## BEGIN RECORD EXTRACTS

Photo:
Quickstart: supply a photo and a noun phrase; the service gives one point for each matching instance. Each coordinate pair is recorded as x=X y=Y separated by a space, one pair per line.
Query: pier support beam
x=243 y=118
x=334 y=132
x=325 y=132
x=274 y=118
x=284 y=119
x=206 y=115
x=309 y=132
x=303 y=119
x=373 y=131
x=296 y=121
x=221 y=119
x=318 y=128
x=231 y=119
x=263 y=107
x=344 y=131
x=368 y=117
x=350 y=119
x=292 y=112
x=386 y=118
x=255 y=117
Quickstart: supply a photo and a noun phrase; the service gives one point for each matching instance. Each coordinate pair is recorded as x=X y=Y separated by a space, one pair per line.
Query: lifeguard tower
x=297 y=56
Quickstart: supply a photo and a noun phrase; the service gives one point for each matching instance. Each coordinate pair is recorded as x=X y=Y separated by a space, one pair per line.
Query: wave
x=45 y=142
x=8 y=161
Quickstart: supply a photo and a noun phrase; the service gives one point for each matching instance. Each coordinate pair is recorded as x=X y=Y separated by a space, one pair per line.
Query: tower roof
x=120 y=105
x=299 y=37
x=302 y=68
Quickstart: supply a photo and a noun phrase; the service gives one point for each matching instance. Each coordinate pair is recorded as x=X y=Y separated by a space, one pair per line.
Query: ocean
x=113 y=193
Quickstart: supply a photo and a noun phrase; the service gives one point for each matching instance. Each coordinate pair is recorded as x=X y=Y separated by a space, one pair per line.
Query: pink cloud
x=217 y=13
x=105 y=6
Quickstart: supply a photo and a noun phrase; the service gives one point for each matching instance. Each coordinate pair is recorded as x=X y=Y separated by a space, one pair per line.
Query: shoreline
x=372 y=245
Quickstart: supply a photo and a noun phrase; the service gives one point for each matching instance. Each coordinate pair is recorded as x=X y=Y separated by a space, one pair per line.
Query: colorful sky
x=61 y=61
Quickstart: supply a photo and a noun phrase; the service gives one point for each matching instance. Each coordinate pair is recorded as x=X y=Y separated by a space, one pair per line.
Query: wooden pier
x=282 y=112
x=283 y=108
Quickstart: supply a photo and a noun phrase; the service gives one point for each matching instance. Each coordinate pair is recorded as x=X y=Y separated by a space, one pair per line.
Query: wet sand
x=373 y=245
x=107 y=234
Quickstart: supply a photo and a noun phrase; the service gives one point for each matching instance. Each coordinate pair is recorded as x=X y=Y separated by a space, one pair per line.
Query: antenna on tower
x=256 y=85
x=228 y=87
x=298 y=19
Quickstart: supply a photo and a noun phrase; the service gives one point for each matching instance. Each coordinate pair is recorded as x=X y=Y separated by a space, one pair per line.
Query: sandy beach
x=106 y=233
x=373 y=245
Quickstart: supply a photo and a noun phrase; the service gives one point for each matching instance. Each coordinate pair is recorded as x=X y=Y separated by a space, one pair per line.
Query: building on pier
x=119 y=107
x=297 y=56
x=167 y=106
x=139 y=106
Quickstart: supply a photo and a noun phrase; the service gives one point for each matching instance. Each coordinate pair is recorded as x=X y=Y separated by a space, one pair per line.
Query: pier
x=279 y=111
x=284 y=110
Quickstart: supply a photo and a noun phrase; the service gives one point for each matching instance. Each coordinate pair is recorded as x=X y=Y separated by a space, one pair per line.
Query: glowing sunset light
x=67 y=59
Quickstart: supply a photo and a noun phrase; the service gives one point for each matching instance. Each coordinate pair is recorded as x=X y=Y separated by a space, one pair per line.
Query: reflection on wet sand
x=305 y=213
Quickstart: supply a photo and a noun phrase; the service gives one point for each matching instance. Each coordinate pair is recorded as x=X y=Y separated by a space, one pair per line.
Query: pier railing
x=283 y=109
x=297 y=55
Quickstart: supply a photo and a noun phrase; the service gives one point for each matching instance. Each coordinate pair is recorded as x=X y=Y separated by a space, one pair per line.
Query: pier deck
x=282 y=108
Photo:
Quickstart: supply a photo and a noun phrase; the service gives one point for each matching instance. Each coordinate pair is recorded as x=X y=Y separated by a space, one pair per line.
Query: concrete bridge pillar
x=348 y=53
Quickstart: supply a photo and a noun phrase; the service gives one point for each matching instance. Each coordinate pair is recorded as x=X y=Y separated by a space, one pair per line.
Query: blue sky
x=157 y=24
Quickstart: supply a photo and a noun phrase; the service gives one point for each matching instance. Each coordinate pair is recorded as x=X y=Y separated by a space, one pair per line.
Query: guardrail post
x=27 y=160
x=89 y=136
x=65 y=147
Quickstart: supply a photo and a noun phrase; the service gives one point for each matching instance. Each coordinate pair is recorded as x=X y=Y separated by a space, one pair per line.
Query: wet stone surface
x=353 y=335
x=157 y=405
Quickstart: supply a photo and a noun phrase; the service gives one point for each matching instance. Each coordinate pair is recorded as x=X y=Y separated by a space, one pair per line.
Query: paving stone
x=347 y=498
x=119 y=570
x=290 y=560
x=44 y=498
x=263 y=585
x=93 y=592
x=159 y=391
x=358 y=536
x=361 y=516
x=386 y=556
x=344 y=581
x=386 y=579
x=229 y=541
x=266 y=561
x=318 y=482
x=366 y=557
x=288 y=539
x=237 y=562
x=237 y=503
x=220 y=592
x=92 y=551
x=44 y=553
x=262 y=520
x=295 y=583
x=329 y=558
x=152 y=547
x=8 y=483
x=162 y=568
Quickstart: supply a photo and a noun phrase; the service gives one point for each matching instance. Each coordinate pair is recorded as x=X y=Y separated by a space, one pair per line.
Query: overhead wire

## END RECORD EXTRACTS

**THE PROBLEM:**
Rewrite the listing from its first line through the line holding "x=255 y=117", inclusive, substituting "short description" for "noun phrase" and keeping everything else unchanged.

**RESPONSE TO THIS EXERCISE:**
Photo:
Quickstart: supply a photo and a short description; the service gives one point for each matching instance. Each coordinate pair is recorded as x=X y=Y separated by a space, one pair per line.
Query: pier support beam
x=243 y=118
x=334 y=132
x=325 y=132
x=274 y=118
x=284 y=119
x=206 y=115
x=309 y=132
x=303 y=119
x=373 y=131
x=296 y=121
x=221 y=119
x=318 y=128
x=231 y=119
x=263 y=107
x=344 y=131
x=368 y=117
x=350 y=119
x=292 y=112
x=386 y=118
x=255 y=117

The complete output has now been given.